===== Exercise input =====
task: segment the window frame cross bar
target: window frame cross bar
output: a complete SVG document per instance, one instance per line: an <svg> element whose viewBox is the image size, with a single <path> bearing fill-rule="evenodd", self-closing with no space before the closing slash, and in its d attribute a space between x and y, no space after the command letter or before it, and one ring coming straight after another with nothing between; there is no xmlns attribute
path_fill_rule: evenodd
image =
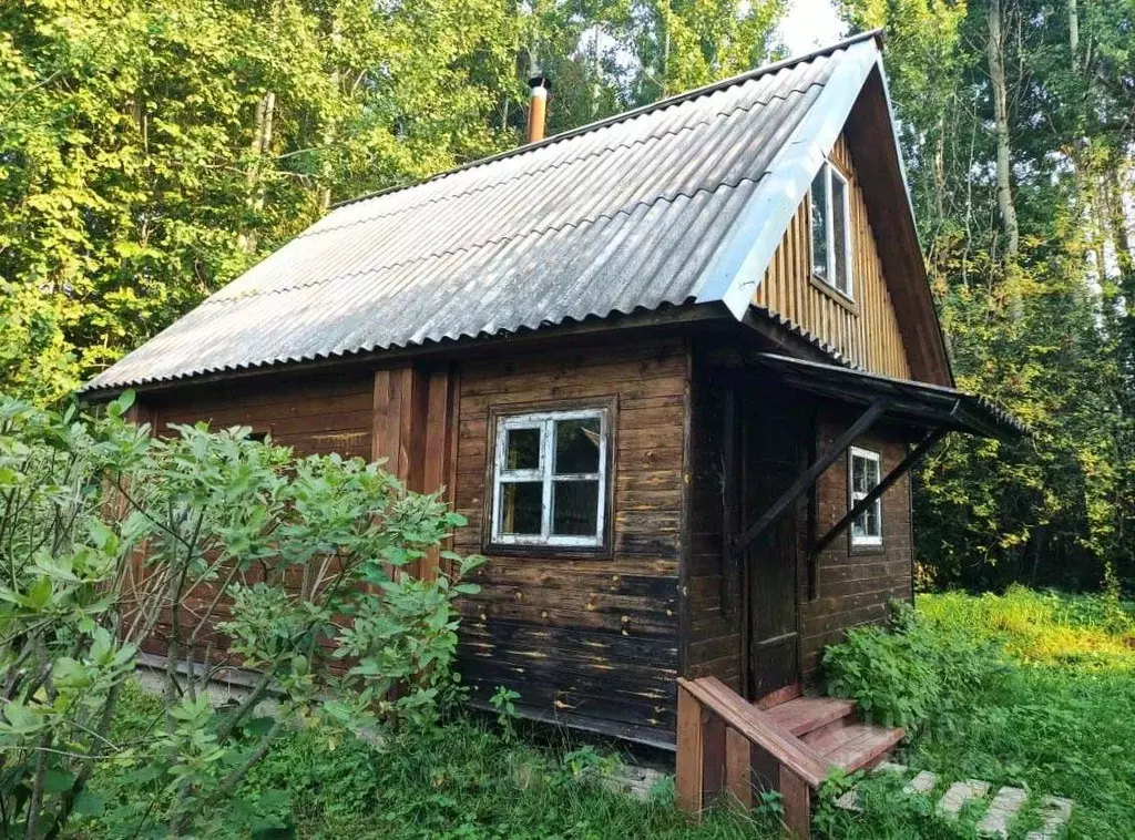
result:
<svg viewBox="0 0 1135 840"><path fill-rule="evenodd" d="M848 447L856 442L856 439L866 432L875 421L878 420L890 408L891 401L888 397L878 397L873 402L859 418L851 423L840 435L839 439L832 444L832 447L827 450L821 457L816 459L807 470L797 477L796 481L781 494L781 497L773 502L764 513L754 522L749 528L742 531L738 537L733 538L731 555L737 557L743 552L749 545L764 534L768 527L775 522L781 514L783 514L789 507L799 501L800 496L807 493L817 479L826 472L827 468L831 467L835 461L848 451Z"/></svg>

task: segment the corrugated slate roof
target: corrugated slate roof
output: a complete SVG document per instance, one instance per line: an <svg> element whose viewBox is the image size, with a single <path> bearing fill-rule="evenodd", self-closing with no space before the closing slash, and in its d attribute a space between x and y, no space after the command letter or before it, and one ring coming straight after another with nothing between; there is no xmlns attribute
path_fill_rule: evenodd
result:
<svg viewBox="0 0 1135 840"><path fill-rule="evenodd" d="M85 389L726 300L739 238L780 224L754 208L799 201L777 167L818 167L877 56L860 36L343 204Z"/></svg>

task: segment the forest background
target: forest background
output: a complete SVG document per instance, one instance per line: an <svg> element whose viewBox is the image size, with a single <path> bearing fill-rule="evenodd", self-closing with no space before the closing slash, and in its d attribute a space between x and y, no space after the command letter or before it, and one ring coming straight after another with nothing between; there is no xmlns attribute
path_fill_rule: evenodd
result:
<svg viewBox="0 0 1135 840"><path fill-rule="evenodd" d="M41 404L336 201L787 54L790 0L6 0L0 389ZM1135 0L843 0L885 27L960 387L1033 429L941 444L927 586L1135 587Z"/></svg>

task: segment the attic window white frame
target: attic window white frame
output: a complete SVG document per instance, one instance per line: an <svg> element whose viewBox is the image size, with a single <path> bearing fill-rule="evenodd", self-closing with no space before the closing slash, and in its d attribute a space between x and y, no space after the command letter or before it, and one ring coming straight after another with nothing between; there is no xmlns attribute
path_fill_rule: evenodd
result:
=====
## [The exercise]
Copy out all of the data above word for word, leaving out the pictures.

## [Response to the exercise]
task: segment the window frame cross bar
target: window frame cross bar
output: a complete SVG document per instance, one instance per line: an <svg> element whose viewBox is the image size, with a single <path> bearing fill-rule="evenodd", self-closing with no space before the closing slash, and in its d attribute a space between x and y, no space after the command letter or before it, and one ring coming straight after another with nothing between; there is no xmlns attribute
path_fill_rule: evenodd
image =
result:
<svg viewBox="0 0 1135 840"><path fill-rule="evenodd" d="M848 447L856 442L856 439L866 432L875 421L878 420L890 408L891 401L888 397L878 397L873 402L859 418L851 423L840 435L839 439L832 444L832 447L827 450L821 457L816 459L807 470L797 477L796 481L781 494L781 497L773 502L764 513L754 522L749 528L742 531L738 537L733 538L731 555L737 557L743 552L749 545L764 534L768 527L775 522L781 514L783 514L789 507L799 501L800 496L807 493L817 479L826 472L827 468L831 467L835 461L848 451Z"/></svg>

task: segment the corrugated slate roof
target: corrugated slate roof
output: a complete SVG document per instance, one instance per line: an <svg> element whose viewBox is the image size, with a single <path> bearing fill-rule="evenodd", self-closing with no space before the closing slash, and in its d attribute a space between x and y, no space after the command letter or before it, and one ring coming straight after another with nothing between; there is no xmlns attribute
path_fill_rule: evenodd
result:
<svg viewBox="0 0 1135 840"><path fill-rule="evenodd" d="M85 389L726 300L739 238L780 224L754 208L799 201L777 167L818 167L877 56L860 36L343 204Z"/></svg>

task: segment the forest background
target: forest background
output: a complete SVG document per instance, one instance per line: an <svg> element whose viewBox is the image size, with a single <path> bearing fill-rule="evenodd", self-closing with no space before the closing slash, and in its d attribute a space between x and y, no space after the command letter or before it, and one ring coming straight after another with nothing between; there is no xmlns attribute
path_fill_rule: evenodd
result:
<svg viewBox="0 0 1135 840"><path fill-rule="evenodd" d="M41 404L336 201L787 54L790 0L6 0L0 389ZM1135 0L843 0L885 27L960 387L1033 429L941 444L927 586L1135 587Z"/></svg>

task: segment the attic window white frame
target: attic window white frame
output: a complete SVG document per instance, one instance per line: an <svg> element whose viewBox is the image size, with a single <path> bearing fill-rule="evenodd", self-closing with no space before the closing slash, and in its d attribute a space between x and y, no space after the command letter or before it, and one ring coming straight after another with nothing between; there is no xmlns attribute
path_fill_rule: evenodd
result:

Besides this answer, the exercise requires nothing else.